REQUIREMENT.
Please give the count of lines below with the string "terracotta" in them, and no other words.

|---|

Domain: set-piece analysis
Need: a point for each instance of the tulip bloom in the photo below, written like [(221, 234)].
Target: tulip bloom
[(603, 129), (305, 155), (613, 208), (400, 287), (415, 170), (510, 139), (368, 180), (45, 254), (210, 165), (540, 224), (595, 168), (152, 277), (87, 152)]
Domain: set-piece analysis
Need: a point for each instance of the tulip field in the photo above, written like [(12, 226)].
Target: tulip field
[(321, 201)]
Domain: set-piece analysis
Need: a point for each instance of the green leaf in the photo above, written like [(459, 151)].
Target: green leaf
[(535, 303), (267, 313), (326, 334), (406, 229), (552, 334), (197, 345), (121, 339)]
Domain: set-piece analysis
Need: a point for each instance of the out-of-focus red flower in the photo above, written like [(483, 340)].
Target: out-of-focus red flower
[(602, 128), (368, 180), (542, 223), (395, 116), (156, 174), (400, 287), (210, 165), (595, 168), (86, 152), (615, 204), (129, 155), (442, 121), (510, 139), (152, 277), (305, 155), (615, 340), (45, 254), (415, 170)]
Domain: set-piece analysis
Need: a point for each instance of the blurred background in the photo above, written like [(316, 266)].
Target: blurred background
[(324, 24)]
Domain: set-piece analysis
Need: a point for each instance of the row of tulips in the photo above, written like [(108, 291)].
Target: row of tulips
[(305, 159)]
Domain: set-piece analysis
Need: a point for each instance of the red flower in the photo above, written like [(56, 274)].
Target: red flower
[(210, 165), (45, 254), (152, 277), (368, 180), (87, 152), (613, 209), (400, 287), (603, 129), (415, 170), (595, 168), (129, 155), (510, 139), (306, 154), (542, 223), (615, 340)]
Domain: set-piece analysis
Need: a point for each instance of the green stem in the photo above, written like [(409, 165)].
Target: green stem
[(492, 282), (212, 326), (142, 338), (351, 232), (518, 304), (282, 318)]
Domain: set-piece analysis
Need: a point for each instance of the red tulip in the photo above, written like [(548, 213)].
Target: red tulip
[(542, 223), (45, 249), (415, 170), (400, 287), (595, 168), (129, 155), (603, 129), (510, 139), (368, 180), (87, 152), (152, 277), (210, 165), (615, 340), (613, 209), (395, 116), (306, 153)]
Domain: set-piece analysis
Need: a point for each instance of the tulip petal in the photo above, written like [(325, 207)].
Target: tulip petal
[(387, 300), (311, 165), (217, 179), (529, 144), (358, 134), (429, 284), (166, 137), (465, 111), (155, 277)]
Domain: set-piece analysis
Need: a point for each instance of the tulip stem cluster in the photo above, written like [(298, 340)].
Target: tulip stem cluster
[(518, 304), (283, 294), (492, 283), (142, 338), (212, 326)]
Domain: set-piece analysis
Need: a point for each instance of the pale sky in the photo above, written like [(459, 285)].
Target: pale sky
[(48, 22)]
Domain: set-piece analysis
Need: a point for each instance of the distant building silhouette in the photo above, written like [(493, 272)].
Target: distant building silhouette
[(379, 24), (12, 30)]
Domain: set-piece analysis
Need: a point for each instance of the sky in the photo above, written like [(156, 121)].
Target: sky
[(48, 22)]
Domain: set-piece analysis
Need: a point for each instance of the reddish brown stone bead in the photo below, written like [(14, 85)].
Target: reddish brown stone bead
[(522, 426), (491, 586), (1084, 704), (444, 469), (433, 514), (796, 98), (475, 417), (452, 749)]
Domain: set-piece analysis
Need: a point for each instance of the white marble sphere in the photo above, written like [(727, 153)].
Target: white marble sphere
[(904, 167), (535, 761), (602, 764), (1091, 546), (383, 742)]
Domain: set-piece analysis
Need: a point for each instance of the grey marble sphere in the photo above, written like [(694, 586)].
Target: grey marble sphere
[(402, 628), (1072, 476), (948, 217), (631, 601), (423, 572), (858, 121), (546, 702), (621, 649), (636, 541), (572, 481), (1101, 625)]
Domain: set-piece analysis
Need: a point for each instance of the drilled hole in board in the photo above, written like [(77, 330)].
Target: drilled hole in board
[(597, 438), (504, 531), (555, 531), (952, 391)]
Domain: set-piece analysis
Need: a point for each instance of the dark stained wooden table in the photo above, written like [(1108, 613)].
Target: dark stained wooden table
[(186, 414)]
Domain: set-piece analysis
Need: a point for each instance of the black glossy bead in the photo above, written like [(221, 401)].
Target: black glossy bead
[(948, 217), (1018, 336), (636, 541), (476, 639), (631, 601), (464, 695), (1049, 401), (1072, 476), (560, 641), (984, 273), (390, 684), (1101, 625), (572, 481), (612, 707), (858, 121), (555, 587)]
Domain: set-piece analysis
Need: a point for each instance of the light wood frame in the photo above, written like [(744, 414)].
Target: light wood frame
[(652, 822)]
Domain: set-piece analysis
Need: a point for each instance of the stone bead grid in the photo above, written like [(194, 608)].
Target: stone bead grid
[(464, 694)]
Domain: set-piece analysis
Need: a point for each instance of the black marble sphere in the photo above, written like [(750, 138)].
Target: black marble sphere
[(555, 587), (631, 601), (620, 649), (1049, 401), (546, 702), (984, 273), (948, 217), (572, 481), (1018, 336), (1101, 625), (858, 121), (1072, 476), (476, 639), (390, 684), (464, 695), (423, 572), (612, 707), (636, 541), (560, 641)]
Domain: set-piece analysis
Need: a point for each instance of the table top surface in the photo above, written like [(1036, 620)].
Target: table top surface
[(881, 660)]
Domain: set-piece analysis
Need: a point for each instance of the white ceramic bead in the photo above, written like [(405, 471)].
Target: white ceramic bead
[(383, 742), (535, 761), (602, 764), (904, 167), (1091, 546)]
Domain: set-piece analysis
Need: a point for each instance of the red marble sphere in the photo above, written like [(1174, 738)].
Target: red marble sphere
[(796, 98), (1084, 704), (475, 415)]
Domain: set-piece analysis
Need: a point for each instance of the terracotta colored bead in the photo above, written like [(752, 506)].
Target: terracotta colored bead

|---|

SOLVED PROBLEM.
2